* _Görev 1_
Okuma parçasında "Kimin için mutluluk" ile başlayıp "bize yaşadıklarını anlattılar." ile biten bölümü düzenleyin: "sekiz" yerine "on" koyarak yeniden yazın.
* _Görev 2_
Okuma parçasına göre şu soruları cevaplayın:
(a) Yazı hangi tarih ve saatte yayımlanmış?
(b) İşçiler kaç gündür direnişteydi?
(c) Bir çikolata düştüğünde ne sorgulanıyordu?
* _Görev 3_
Grevdeki işçileri ziyaret anlatan yazıyı son cümlesinden sonra devam ettirin.

* _Okuma parçası_
■ ■ ■ ■
26 Aralık 2014 09:17

Kimin için mutluluk

Düşen bir çikolatanın kendilerinden daha kıymetli görüldüğünü söylediler. Bir çikolata düştüğünde neden düştüğü sorgulanırken, bir işçinin rahatsız olması, hastalanması gibi durumlar hoş karşılanmıyordu

Paylaş

Berdem Deniz ACAR
Hayrullah Kefoğlu 
Anadolu Lisesi
İstanbul

İşçilerin yanına giderken tüm ülkenin gündemine oturan bir olay olmasının doğal heyecanı vardı üzerimde. Elli gündür direnişte olduklarını düşününce orada büyük bir kalabalık olacağını sanıyordum. Ama gittiğimizde sadece sekiz kişi vardı. Sonraki konuşmalarımızdan da anladım ki sadece sekiz kişilerdi. Bu kadar kişinin grevde ellinci günü aşabilmesi şaşırttı beni doğrusu. Yanlarına slogan atarak gittiğimizde bizi hemen farkettiler. Bizi çok sıcak karşıladılar ve bize yaşadıklarını anlattılar.
■ ■ ■ ■
* _Ham veri_
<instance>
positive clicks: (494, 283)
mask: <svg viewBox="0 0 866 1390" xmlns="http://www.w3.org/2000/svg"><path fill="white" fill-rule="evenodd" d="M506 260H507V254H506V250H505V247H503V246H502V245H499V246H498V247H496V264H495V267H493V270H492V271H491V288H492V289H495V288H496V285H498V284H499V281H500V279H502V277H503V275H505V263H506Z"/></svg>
■ ■ ■ ■
* _Alıştırma cevabı 1_
Kimin için mutluluk

Düşen bir çikolatanın kendilerinden daha kıymetli görüldüğünü söylediler. Bir çikolata düştüğünde neden düştüğü sorgulanırken, bir işçinin rahatsız olması, hastalanması gibi durumlar hoş karşılanmıyordu

Paylaş

Berdem Deniz ACAR
Hayrullah Kefoğlu 
Anadolu Lisesi
İstanbul

İşçilerin yanına giderken tüm ülkenin gündemine oturan bir olay olmasının doğal heyecanı vardı üzerimde. Elli gündür direnişte olduklarını düşününce orada büyük bir kalabalık olacağını sanıyordum. Ama gittiğimizde sadece on kişi vardı. Sonraki konuşmalarımızdan da anladım ki sadece on kişilerdi. Bu kadar kişinin grevde ellinci günü aşabilmesi şaşırttı beni doğrusu. Yanlarına slogan atarak gittiğimizde bizi hemen farkettiler. Bizi çok sıcak karşıladılar ve bize yaşadıklarını anlattılar.

* _Alıştırma cevabı 2_
(a) 26 Aralık 2014, saat 09:17.
(b) Elli gündür.
(c) Çikolatanın neden düştüğü.

* _Alıştırma cevabı 3_
Küçük bir çadırın altında sobanın etrafında toplanıp sohbet ettik. Çok ilginç bir ortam vardı doğrusu, farklı görüşlerden oluşan işçiler haklarını aramak için bir araya gelmişlerdi. Bize iş ortamlarını, çalışma saatlerini, isteklerini, o elli günde neler yaşadıklarını anlattılar.
Çikolata, soğukta üretildiği için çok soğuk bir ortamda çalışıyorlardı. Günde 8 saat çalışmaları gerekirken mesai yaparak 12 saat çalıştırılıyorlardı, 8 saati doldurduklarında çıkmalarına izin verilmiyordu ve bu 12 saatin dinlencesi 30 dakikalik bir molaydı. Makinelerin başından ayrılamıyorlardı çünkü makineler direk onların kontrolündeydi ve makineyi bıraktıkları anda bantta karışıklık oluyordu.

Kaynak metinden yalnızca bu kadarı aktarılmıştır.